* **WHAT TO DO**
Decide whether each statement below agrees with the Python notebook excerpt. Answer yes or no and quote the deciding words. 1. The entropy function is imported from skrough.chaos_measures. 2. The sample data set to be prepared is called the "Play Tennis Dataset". 3. AttrsSubset is imported from skrough.dataprep.

* **QUOTED TEXT**
In [1]:
import pprint

import numpy as np
import pandas as pd
from attrs import asdict

from skrough.algorithms import hooks
from skrough.algorithms.key_names import (
    CONFIG_CHAOS_FUN,
    CONFIG_EPSILON,
    CONFIG_SELECT_ATTRS_CHAOS_SCORE_BASED_MAX_COUNT,
    CONFIG_SELECT_RANDOM_MAX_COUNT,
    INPUT_DATA_X,
    INPUT_DATA_Y,
    VALUES_CHAOS_SCORE_APPROX_THRESHOLD,
    VALUES_X,
    VALUES_X_COUNTS,
    VALUES_Y,
    VALUES_Y_COUNT,
)
from skrough.algorithms.meta import describe, processing, stage
from skrough.chaos_measures import entropy
from skrough.checks import check_if_approx_reduct
from skrough.dataprep import (
    prepare_factorized_array,
    prepare_factorized_data,
    prepare_factorized_vector,
)
from skrough.structs.attrs_subset import AttrsSubset

## Dataset

Let's prepare a sample data set - "Play Golf Dataset".

* **DATASET EXTRACT**
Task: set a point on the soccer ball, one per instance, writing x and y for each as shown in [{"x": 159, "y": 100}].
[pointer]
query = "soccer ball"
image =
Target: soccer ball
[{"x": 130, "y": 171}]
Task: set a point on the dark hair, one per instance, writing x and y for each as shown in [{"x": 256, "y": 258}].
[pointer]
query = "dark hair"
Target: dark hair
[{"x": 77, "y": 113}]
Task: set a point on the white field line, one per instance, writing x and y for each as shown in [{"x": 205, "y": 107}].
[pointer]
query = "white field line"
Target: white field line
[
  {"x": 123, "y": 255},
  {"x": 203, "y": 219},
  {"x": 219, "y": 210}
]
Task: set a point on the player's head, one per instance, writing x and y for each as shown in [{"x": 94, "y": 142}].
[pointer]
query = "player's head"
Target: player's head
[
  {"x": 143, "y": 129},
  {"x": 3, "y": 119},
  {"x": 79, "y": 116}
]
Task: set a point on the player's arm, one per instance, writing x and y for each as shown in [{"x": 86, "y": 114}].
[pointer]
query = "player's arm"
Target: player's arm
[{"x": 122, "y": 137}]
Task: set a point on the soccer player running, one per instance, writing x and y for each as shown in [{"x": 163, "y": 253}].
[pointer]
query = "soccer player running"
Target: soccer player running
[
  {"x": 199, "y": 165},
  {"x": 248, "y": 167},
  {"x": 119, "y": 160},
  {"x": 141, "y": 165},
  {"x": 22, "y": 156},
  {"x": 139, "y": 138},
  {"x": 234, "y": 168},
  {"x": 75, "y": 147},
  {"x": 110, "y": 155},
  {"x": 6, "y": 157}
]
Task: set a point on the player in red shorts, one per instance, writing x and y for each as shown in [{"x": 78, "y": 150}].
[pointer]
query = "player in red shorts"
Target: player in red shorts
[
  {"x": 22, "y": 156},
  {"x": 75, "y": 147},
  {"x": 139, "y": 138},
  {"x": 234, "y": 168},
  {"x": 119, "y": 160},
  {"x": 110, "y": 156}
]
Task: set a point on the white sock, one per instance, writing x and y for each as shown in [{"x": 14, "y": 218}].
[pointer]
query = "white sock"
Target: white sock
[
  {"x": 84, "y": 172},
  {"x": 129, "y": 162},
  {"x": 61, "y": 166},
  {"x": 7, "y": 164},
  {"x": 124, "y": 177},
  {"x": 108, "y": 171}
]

* **FINISHED TASK**
1. Yes: "from skrough.chaos_measures import entropy"
2. No: "Let's prepare a sample data set - "Play Golf Dataset"."
3. No: "from skrough.structs.attrs_subset import AttrsSubset"